Provided entries –
------------------------------------
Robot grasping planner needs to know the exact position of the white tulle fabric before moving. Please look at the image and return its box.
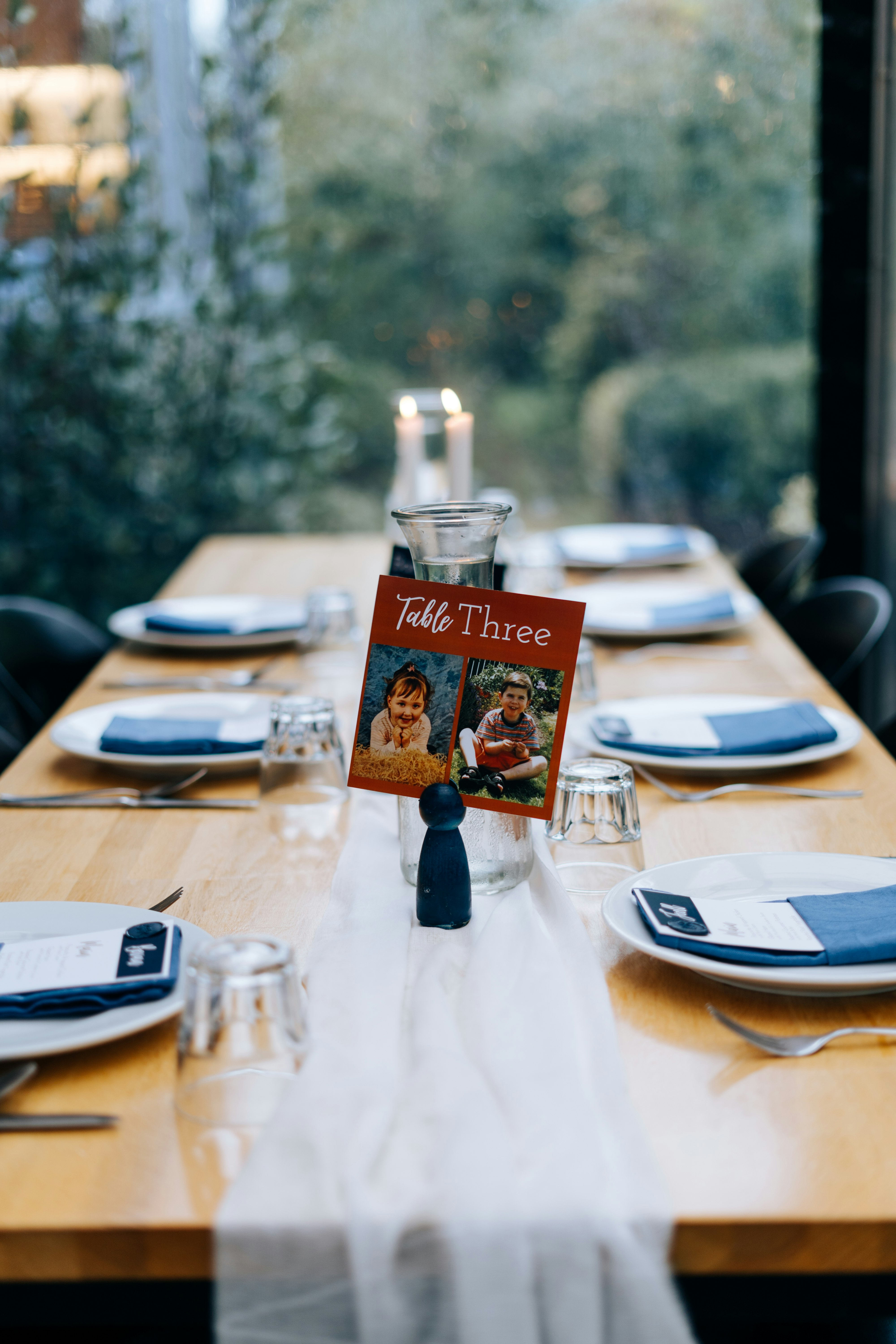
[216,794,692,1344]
------------------------------------
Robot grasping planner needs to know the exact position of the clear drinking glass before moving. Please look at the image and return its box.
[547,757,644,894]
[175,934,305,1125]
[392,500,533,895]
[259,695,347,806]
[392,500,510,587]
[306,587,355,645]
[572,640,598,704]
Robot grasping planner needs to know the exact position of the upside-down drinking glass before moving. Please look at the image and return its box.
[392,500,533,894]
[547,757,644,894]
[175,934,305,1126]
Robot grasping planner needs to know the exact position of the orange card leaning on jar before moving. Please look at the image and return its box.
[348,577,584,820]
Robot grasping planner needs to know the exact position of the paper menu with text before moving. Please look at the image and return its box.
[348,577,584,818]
------------------------------------
Exercise brief –
Convert the data from the line containing "of the paper" to the line containing "[348,577,584,818]", both included, into a JSON list of strings, with one string per line and blank lines omitted.

Exercise output –
[
  "Robot grasping planner needs to know the exact position of the paper menu with text before moving. Please look at the image and return its box.",
  "[348,577,584,818]"
]